▶ **TÂCHE DONNÉE A**
D'après l'extrait de page, à qui la lettre sur les forages offshore est-elle adressée ?

▶ **EXTRAIT DE PAGE**

Surfrider Foundation Europe a co-signé une lettre avec Oceana et Seas at Risk à l’attention du Commissaire Européen en charge de l’énergie, Monsieur Günther Oettinger. Une proposition de loi européenne verra le jour en septembre, c’est dans ce contexte que la coalition d’ONG encourage l’UE à changer de voie en ce qui concerne la régulation des activités offshore.

Traduction française 

Monsieur Günther Oettinger

Commissaire européen en charge de l’énergie

200, Rue de la Loi

B – 1049 Bruxelles, Belgique

Bruxelles, le 01 septembre 2011

Objet : Concernant les forages offshore et la nécessité d’une action forte de l’UE

Monsieur le Commissaire Oettinger,

Suite à des observations individuelles fournies à la Commission européenne en réponse à la consultation publique sur l’amélioration de la sécurité en mer proposées par les groupes co-signataires de cette lettre, en tant que coalition d’ONG, nous vous écrivons afin de plaider pour une approche vraiment responsable au sujet du forage offshore en Europe et ce en anticipation à votre proposition ce Septembre.

Des leçons doivent être apprises

Ce qui ressort clairement des enquêtes récentes sur les activités de forage à la fois en Europe et aux Etats-Unis, c’est que les autorités nationales ne parviennent pas à réglementer adéquatement les opérateurs de forage offshore parce que les revendications de sécurité formulées par l’industrie sont trop prétentieuses, de plus les opérateurs ne parviennent pas à prendre des mesures de sécurité appropriées. Le règlement au niveau de l’UE fait gravement défaut et de nombreuses lacunes existent dans le processus d’autorisation, qui manque souvent de cohérence quand il s’agit de l’évaluation technique ou environnementale des études d’impact.

▶ **DONNÉES D'ENTRÉE**

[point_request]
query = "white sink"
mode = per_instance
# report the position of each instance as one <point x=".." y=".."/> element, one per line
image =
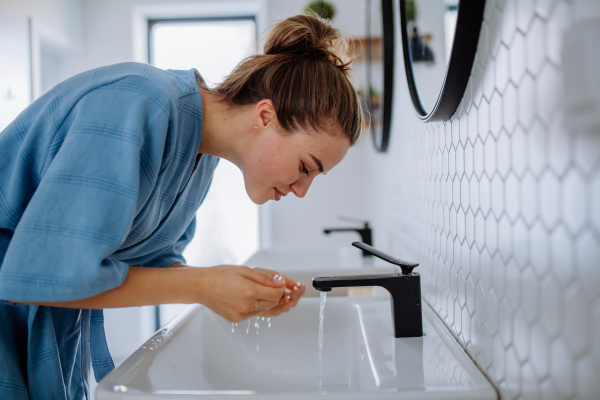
<point x="198" y="356"/>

▶ **TÂCHE DONNÉE B**
Modifiez les enregistrements ci-dessus en remplaçant « white sink » par « black sink », sans rien changer d'autre, et ne reproduisez pas les images dans la réponse.

▶ **RÉPONSE COMPLÈTE A**
À Monsieur Günther Oettinger, commissaire européen en charge de l'énergie.

▶ **RÉPONSE COMPLÈTE B**
[point_request]
query = "black sink"
mode = per_instance
# report the position of each instance as one <point x=".." y=".."/> element, one per line
image =
<point x="198" y="356"/>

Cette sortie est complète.